═══ Record set
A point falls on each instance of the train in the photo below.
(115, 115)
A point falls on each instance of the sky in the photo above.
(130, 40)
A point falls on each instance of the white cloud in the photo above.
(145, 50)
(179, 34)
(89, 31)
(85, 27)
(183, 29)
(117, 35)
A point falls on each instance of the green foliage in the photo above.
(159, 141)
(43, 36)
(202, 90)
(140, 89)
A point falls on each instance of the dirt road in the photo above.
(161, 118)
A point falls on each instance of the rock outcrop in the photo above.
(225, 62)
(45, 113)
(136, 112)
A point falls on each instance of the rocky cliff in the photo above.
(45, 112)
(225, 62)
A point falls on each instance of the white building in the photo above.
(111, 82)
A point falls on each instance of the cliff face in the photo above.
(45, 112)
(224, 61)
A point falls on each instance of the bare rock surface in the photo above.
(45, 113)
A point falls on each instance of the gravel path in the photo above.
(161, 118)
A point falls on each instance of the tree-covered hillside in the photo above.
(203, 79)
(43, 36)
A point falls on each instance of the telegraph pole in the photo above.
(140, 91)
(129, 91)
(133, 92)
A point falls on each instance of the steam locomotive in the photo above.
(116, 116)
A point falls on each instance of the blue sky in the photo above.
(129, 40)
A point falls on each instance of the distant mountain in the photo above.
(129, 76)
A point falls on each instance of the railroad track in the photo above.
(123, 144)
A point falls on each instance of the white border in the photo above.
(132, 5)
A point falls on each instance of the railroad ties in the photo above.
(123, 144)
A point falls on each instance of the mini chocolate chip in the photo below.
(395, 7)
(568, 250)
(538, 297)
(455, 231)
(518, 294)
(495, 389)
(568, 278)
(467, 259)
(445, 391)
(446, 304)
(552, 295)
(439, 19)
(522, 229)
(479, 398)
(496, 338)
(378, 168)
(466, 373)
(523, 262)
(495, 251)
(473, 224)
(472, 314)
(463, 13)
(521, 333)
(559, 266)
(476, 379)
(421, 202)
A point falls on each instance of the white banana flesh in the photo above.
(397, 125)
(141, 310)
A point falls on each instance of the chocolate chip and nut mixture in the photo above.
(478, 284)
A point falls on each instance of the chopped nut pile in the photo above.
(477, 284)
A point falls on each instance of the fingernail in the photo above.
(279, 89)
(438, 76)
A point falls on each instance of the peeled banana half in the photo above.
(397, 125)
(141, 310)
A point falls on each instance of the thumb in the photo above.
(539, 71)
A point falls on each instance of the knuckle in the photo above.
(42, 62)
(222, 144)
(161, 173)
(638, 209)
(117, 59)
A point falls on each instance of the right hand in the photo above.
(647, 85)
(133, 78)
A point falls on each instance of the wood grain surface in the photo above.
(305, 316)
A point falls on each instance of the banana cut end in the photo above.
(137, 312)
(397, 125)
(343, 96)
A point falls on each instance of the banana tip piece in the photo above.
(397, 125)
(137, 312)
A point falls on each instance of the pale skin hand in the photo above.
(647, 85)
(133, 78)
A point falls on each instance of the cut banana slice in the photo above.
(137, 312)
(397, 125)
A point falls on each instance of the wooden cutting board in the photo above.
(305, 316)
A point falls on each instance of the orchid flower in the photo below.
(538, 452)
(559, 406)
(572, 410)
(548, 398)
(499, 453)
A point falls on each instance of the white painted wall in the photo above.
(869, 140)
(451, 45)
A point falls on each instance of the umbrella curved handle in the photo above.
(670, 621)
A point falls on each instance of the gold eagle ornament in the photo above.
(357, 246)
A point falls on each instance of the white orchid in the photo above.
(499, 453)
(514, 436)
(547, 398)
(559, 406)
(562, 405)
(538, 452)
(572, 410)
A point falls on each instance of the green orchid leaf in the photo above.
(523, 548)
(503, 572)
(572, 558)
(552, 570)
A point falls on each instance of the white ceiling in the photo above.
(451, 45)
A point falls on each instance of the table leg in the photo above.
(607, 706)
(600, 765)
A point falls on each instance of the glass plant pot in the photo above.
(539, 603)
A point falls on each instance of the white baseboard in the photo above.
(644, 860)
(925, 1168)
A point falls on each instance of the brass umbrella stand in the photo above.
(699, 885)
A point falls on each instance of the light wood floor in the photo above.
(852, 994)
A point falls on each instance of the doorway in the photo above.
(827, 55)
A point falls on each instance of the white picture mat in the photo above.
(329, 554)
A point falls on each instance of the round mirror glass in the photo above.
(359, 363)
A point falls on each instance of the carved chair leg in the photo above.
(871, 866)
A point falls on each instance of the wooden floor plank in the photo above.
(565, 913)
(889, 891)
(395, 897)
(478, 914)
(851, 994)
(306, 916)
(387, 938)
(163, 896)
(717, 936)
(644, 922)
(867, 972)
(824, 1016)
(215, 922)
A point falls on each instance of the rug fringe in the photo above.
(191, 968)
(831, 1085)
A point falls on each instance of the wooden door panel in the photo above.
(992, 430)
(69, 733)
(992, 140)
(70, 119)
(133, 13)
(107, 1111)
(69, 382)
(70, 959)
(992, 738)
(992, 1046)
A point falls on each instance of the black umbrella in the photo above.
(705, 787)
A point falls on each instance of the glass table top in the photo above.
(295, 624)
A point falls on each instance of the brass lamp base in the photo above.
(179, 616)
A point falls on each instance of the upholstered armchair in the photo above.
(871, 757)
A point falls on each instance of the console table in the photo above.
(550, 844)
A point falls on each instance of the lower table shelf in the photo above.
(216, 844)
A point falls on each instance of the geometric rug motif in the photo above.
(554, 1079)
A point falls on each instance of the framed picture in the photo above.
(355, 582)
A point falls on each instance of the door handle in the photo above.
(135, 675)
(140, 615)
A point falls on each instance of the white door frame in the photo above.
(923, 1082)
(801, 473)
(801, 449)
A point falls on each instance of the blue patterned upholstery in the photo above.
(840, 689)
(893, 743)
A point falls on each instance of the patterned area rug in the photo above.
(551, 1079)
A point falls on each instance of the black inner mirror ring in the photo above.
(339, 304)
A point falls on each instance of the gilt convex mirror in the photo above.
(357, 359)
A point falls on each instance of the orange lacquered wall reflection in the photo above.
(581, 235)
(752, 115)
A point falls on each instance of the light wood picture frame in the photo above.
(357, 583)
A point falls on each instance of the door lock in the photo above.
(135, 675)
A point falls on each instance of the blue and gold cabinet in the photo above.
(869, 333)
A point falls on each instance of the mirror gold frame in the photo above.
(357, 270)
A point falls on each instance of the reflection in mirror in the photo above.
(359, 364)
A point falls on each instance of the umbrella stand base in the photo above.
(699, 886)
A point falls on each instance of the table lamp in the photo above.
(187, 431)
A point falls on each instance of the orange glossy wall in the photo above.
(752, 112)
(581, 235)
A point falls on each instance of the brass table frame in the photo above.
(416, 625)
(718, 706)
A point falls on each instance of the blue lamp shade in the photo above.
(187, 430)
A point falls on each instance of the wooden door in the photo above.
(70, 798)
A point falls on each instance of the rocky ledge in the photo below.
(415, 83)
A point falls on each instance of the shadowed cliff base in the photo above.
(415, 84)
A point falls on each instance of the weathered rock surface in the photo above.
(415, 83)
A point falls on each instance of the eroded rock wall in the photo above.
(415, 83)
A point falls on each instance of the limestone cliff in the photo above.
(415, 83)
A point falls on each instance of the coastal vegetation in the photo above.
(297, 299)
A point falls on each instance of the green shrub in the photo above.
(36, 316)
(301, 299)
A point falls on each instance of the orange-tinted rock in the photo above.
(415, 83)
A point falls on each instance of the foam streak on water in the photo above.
══════
Task brief: An exact transcription of all the material above is the expected answer.

Solution to this task:
A point falls on each instance of the train in the photo below.
(115, 115)
A point falls on each instance of the sky in the photo above.
(130, 40)
A point falls on each instance of the white cloud in the photo above.
(145, 50)
(179, 34)
(89, 31)
(85, 27)
(183, 29)
(117, 35)
A point falls on each instance of the green foliage in the photo above.
(159, 141)
(43, 36)
(202, 90)
(140, 89)
A point falls on each instance of the dirt road in the photo above.
(161, 118)
A point falls on each instance of the rock outcrop in the photo above.
(225, 62)
(45, 113)
(136, 112)
A point falls on each instance of the rocky cliff in the photo above.
(45, 112)
(225, 62)
A point falls on each instance of the white building in the photo above.
(111, 82)
A point falls on each instance of the cliff face in the photo above.
(45, 112)
(224, 61)
A point falls on each instance of the bare rock surface in the photo above.
(45, 113)
A point falls on each instance of the gravel path in the photo above.
(161, 118)
A point falls on each instance of the tree-covered hillside in the photo above.
(203, 79)
(43, 36)
A point falls on each instance of the telegraph pole in the photo above.
(140, 91)
(129, 91)
(133, 92)
A point falls on each instance of the steam locomotive in the photo above.
(116, 116)
A point falls on each instance of the blue sky in the photo above.
(129, 40)
A point falls on each instance of the distant mountain in the photo above.
(129, 76)
A point falls on each instance of the railroad track in the photo above.
(123, 144)
A point falls on each instance of the white border in the photo above.
(132, 5)
A point falls on each instance of the railroad ties in the photo above.
(123, 144)
A point falls on each instance of the mini chocolate chip in the photo below.
(395, 7)
(568, 250)
(538, 297)
(455, 231)
(518, 294)
(495, 389)
(568, 278)
(467, 259)
(445, 391)
(446, 304)
(552, 295)
(439, 19)
(522, 229)
(479, 398)
(496, 338)
(378, 168)
(466, 373)
(523, 262)
(495, 251)
(473, 224)
(472, 314)
(463, 13)
(521, 333)
(559, 266)
(476, 379)
(421, 202)
A point falls on each instance of the white banana flesh in the photo above.
(397, 125)
(141, 310)
A point falls on each instance of the chocolate chip and nut mixture in the photo above.
(478, 284)
A point falls on each instance of the chopped nut pile in the photo above.
(477, 284)
A point falls on each instance of the fingernail in the photo above.
(279, 89)
(438, 76)
A point falls on each instance of the peeled banana half in the photo above.
(397, 125)
(141, 310)
A point falls on each instance of the thumb in the photo above.
(539, 71)
A point falls on each instance of the knuckle in the photo above.
(42, 62)
(222, 144)
(161, 173)
(638, 209)
(117, 59)
A point falls on each instance of the right hand in the photo above.
(647, 85)
(133, 78)
A point falls on each instance of the wood grain surface in the photo above.
(305, 316)
A point falls on each instance of the banana cut end in the photo above.
(137, 312)
(397, 125)
(343, 96)
A point falls on each instance of the banana tip piece in the photo above.
(397, 125)
(137, 312)
A point falls on each instance of the pale skin hand in the photo above.
(647, 85)
(133, 78)
A point falls on each instance of the cut banana slice in the photo above.
(137, 312)
(397, 125)
A point falls on each instance of the wooden cutting board in the photo above.
(305, 316)
A point falls on each instance of the orchid flower in the photo below.
(538, 452)
(559, 406)
(572, 410)
(548, 398)
(499, 453)
A point falls on each instance of the white painted wall in the photo above.
(869, 140)
(451, 45)
A point falls on each instance of the umbrella curved handle in the photo above.
(670, 621)
A point falls on each instance of the gold eagle ornament in the photo above.
(357, 246)
A point falls on each instance of the white orchid in the photo above.
(499, 453)
(514, 436)
(547, 398)
(559, 406)
(562, 405)
(538, 452)
(572, 410)
A point falls on each instance of the green orchid leaf in the photo above.
(523, 548)
(503, 572)
(572, 558)
(552, 570)
A point falls on each instance of the white ceiling in the photo above.
(451, 45)
A point falls on each instance of the table leg in the photo above.
(607, 706)
(600, 765)
A point falls on each instance of the glass plant pot in the photo above.
(539, 603)
A point falls on each instance of the white baseboard in the photo above.
(644, 860)
(925, 1168)
A point falls on each instance of the brass umbrella stand in the photo above.
(699, 885)
A point falls on each instance of the light wood floor in the photo above.
(852, 994)
A point falls on each instance of the doorway in the photo above.
(827, 55)
A point falls on each instance of the white picture mat in the photo above.
(329, 554)
A point falls on each instance of the round mirror glass in the photo above.
(359, 363)
A point falls on each instance of the carved chair leg in the photo above.
(871, 866)
A point falls on each instance of the wooden floor plank in the photo above.
(565, 913)
(889, 891)
(395, 897)
(478, 914)
(851, 994)
(306, 916)
(387, 938)
(163, 896)
(717, 936)
(644, 922)
(867, 972)
(824, 1016)
(215, 922)
A point falls on each instance of the rug fringe in the photo above.
(191, 968)
(831, 1085)
A point falls on each instance of the wooden door panel in the photo above.
(992, 430)
(69, 733)
(992, 140)
(70, 119)
(133, 13)
(107, 1111)
(69, 382)
(70, 959)
(992, 738)
(992, 1046)
A point falls on each instance of the black umbrella in the photo above.
(705, 787)
A point falls on each instance of the glass table top in the photo above.
(295, 624)
A point falls on each instance of the brass lamp base in the photo above.
(179, 616)
A point falls on each instance of the upholstered armchair in the photo above.
(871, 757)
A point falls on each instance of the console table in the photo above.
(550, 844)
A point falls on each instance of the lower table shelf in the photo above.
(216, 844)
A point falls on each instance of the geometric rug motif in the photo above.
(554, 1079)
A point falls on each instance of the framed picture in the photo above.
(355, 582)
A point falls on each instance of the door handle in the photo above.
(135, 675)
(140, 615)
A point falls on each instance of the white door frame in the photo above.
(923, 1082)
(801, 473)
(801, 449)
A point falls on each instance of the blue patterned upholstery in the photo above.
(840, 689)
(893, 743)
A point falls on each instance of the patterned area rug in the photo above.
(551, 1079)
A point falls on each instance of the black inner mirror ring in the photo above.
(339, 304)
A point falls on each instance of the gilt convex mirror in the photo above.
(357, 359)
A point falls on each instance of the orange lacquered wall reflection in the photo above.
(581, 235)
(752, 115)
A point falls on each instance of the light wood picture frame in the photo above.
(357, 583)
A point falls on each instance of the door lock in the photo above.
(135, 675)
A point falls on each instance of the blue and gold cabinet in the photo above.
(869, 333)
A point falls on each instance of the mirror gold frame in the photo above.
(357, 270)
A point falls on each instance of the reflection in mirror in the photo above.
(359, 364)
A point falls on each instance of the umbrella stand base in the photo above.
(699, 886)
A point falls on each instance of the table lamp in the photo above.
(187, 431)
A point falls on each instance of the orange glossy wall in the photo above.
(752, 112)
(581, 235)
A point falls on each instance of the brass table frame in the photo above.
(416, 625)
(718, 706)
A point falls on each instance of the blue lamp shade in the photo above.
(187, 430)
A point falls on each instance of the wooden door in the photo above.
(70, 798)
A point falls on each instance of the rocky ledge in the photo below.
(415, 83)
A point falls on each instance of the shadowed cliff base in the photo above.
(415, 84)
A point falls on each instance of the weathered rock surface in the photo above.
(415, 83)
A point falls on each instance of the eroded rock wall in the photo above.
(415, 83)
A point falls on each instance of the limestone cliff in the photo above.
(415, 83)
A point falls on each instance of the coastal vegetation in the photo above.
(297, 299)
A point falls on each instance of the green shrub in the photo above.
(36, 316)
(301, 299)
A point falls on each instance of the orange-tinted rock in the photo above.
(415, 83)
A point falls on each instance of the foam streak on water in the photo above.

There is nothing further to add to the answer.